▸ WORK INSTRUCTIONS: Rewrite the items below, replacing every occurrence of "bounding box" with "enclosing rectangle" and leaving everything else unchanged.

▸ MATERIAL SHOWN:

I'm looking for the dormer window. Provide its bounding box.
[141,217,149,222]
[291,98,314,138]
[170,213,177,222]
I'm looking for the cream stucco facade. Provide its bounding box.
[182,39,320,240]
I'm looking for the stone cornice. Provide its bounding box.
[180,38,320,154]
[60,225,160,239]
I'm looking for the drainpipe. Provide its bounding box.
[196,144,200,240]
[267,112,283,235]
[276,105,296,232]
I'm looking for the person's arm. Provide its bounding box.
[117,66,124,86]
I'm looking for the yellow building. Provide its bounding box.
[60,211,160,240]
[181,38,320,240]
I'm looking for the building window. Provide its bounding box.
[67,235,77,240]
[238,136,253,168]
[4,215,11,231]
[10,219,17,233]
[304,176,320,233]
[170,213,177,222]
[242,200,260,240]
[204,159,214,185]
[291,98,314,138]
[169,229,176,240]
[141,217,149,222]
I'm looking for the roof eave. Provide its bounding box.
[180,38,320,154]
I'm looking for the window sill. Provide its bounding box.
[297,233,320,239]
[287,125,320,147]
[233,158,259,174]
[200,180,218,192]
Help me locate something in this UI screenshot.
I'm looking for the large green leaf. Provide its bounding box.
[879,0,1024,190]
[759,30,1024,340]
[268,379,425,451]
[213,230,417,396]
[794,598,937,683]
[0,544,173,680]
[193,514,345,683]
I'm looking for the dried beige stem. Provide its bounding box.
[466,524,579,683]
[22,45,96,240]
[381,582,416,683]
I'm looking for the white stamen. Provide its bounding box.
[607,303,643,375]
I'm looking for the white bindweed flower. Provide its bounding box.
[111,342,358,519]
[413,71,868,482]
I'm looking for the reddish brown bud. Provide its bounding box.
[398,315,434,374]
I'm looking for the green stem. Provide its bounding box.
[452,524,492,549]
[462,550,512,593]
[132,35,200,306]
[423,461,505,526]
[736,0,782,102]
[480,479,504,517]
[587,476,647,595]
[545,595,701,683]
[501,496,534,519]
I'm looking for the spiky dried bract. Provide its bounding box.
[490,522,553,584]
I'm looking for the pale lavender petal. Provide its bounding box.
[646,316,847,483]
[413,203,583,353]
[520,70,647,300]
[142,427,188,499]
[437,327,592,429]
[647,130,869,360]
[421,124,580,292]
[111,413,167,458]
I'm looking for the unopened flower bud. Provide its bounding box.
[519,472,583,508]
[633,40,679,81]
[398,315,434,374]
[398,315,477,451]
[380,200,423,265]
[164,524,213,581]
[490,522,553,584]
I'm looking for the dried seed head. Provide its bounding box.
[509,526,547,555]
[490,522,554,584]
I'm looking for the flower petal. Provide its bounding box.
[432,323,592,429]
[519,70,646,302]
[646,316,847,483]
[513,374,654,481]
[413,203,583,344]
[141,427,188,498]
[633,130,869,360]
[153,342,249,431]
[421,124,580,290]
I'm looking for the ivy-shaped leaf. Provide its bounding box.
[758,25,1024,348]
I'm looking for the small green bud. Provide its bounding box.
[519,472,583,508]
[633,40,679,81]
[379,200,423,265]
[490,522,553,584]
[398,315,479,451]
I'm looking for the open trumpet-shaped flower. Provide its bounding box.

▸ CORRECT ANSWER:
I'm looking for the dormer window. Provide its enclosing rectangle.
[141,217,149,222]
[291,98,314,138]
[170,213,177,222]
I'm looking for the cream stucco facade. Provide its enclosing rectangle.
[182,39,320,240]
I'm looking for the stone cornice. Provide its enclosing rectangle.
[180,38,320,154]
[60,225,160,239]
I'm looking for the drainpipe. Provide its enclosing rectangle.
[196,144,200,240]
[267,112,283,235]
[276,105,296,232]
I'm looking for the person's arm. Provide its enclosing rectangle.
[117,66,124,86]
I'm looking for the yellow building. Provide its enclosing rectangle.
[60,211,160,240]
[181,38,320,240]
I'm looking for the building window. Provide its enclosing rectangle.
[67,235,77,240]
[238,136,253,168]
[4,215,11,231]
[10,219,17,233]
[304,176,320,233]
[170,213,177,222]
[242,200,260,240]
[204,159,214,185]
[291,98,314,138]
[169,229,176,240]
[141,217,149,222]
I'm looking for the roof eave. Provide its enclosing rectangle.
[180,38,320,154]
I'm looking for the window sill. Provide its enclosing rectangle.
[297,233,320,239]
[287,125,320,147]
[233,158,259,174]
[200,180,218,192]
Help me locate something in this UI screenshot.
I'm looking for the large green leaf. Provide its enclosing rectangle.
[879,0,1024,190]
[759,30,1024,340]
[268,379,425,451]
[213,230,417,396]
[794,598,937,683]
[0,544,173,680]
[193,514,345,683]
I'm looking for the dried beige stem. Provide its enclosing rectangle.
[466,524,579,683]
[22,45,96,240]
[381,582,416,683]
I'm looking for the white stamen. Provide its enclosing rectangle.
[607,303,643,375]
I'm looking for the white bindweed flower. Provide its enclosing rectangle.
[111,342,358,519]
[413,71,868,482]
I'm looking for the reddish brown bud. Provide its enclosing rectangle.
[398,315,434,374]
I'm looking for the green stem. Provide its enclosing rectangle.
[452,524,492,549]
[462,550,512,593]
[132,35,200,306]
[423,461,505,526]
[736,0,782,102]
[480,479,504,517]
[587,476,647,595]
[545,595,701,683]
[501,496,534,519]
I'm looking for the spiky dried bract. Provide its enclosing rectangle.
[490,522,553,584]
I'm looking for the pale lavender petal. Provide its enclosing rectangle.
[646,316,847,483]
[413,203,583,353]
[520,70,647,300]
[142,427,188,499]
[437,327,592,429]
[647,130,869,360]
[421,124,580,292]
[111,413,167,458]
I'm looking for the unopened flower bud. Provide its enclosing rectangle.
[519,472,583,508]
[633,40,679,81]
[398,315,434,374]
[398,315,477,451]
[380,200,423,265]
[164,524,213,581]
[490,522,553,584]
I'm looking for the dried seed head. Provide its enclosing rectangle.
[509,526,547,555]
[490,522,554,584]
I'm looking for the flower petal. Provide its enclosing rectangle.
[432,323,592,429]
[519,70,646,302]
[646,316,847,483]
[513,374,654,481]
[413,203,583,344]
[141,427,188,498]
[633,130,869,360]
[153,342,249,431]
[421,124,580,290]
I'm looking for the ivy-shaped leaf. Provide its enclosing rectangle.
[758,25,1024,348]
I'm looking for the small green bud. Provide its enclosing rectangle.
[519,472,583,508]
[633,40,679,81]
[379,200,423,265]
[490,522,553,584]
[398,315,479,451]
I'm looking for the open trumpet-shaped flower. Provide its enclosing rectangle.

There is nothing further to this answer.